## AIM
Rewrite the data from the line containing "Mark the region" through the line containing "[[313,353],[339,210],[315,192],[266,211],[233,263],[207,353]]" as a two-column CSV with the headers instruction and outline. Give one row for each request, with its text under instruction and its answer under outline, each in one quoted field with line breaks replaced by spaces.

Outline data
* BEGIN *
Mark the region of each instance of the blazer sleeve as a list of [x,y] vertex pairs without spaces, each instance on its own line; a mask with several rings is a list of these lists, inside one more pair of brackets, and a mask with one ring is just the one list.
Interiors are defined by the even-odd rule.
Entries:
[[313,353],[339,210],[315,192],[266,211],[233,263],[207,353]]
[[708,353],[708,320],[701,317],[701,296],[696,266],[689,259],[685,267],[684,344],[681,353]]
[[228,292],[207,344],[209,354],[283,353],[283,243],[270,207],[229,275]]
* END *
* BEGIN *
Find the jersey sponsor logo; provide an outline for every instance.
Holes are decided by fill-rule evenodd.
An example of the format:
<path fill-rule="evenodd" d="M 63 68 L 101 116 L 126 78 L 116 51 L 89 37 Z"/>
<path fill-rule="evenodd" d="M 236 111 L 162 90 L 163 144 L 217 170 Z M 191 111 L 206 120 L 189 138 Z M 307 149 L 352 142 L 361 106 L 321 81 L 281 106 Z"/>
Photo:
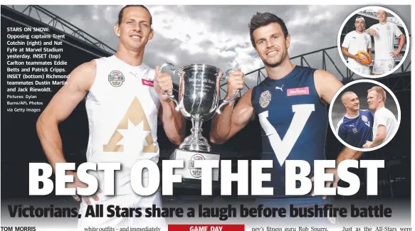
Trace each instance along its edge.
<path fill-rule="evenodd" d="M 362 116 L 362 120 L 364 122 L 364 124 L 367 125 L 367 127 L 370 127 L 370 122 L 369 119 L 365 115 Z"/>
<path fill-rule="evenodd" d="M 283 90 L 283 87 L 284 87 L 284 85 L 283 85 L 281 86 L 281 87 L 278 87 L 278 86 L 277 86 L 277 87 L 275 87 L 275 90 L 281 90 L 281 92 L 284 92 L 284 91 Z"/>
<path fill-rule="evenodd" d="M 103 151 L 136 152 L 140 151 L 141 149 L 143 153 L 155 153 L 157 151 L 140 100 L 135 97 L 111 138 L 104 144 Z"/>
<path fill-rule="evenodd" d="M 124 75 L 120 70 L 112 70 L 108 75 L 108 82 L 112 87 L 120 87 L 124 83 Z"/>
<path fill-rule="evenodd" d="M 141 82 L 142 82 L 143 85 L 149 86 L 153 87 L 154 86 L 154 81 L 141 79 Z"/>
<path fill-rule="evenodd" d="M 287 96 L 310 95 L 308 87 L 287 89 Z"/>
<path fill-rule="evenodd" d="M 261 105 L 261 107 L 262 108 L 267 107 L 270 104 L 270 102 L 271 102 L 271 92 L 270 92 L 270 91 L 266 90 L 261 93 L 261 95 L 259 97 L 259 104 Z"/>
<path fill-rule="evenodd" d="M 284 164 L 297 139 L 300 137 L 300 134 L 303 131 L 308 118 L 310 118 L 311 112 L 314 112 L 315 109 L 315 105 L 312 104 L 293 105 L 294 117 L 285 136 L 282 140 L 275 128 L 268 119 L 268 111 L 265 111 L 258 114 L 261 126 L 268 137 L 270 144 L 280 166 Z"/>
* END *
* BEGIN *
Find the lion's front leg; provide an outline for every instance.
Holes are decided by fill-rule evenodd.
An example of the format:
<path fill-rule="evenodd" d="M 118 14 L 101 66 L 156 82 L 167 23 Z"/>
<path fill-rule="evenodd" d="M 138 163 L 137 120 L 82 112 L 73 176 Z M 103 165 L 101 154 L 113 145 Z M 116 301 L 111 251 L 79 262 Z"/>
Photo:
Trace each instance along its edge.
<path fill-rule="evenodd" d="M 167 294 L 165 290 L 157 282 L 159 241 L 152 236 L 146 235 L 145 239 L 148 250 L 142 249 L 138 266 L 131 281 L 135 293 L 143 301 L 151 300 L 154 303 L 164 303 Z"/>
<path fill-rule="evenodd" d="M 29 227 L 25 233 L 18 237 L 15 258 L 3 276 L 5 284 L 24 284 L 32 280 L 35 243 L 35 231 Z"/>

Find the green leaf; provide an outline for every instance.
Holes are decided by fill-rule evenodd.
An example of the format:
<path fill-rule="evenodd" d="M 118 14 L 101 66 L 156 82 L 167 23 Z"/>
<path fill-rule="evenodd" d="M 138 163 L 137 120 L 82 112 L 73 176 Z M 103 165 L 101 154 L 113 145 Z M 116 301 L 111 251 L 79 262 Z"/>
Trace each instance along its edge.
* END *
## TASK ANSWER
instruction,outline
"Mark the region of each instance of the blazer sleeve as a list of [x,y] vertex pairs without spaces, each instance on its own line; a mask with several rings is a list of these lists, inside one more pair of brackets, and a mask with one ring is just the one list. Interiors are defined by the even-odd rule. Entries:","[[313,353],[339,210],[315,192],[266,211],[233,263],[207,353]]"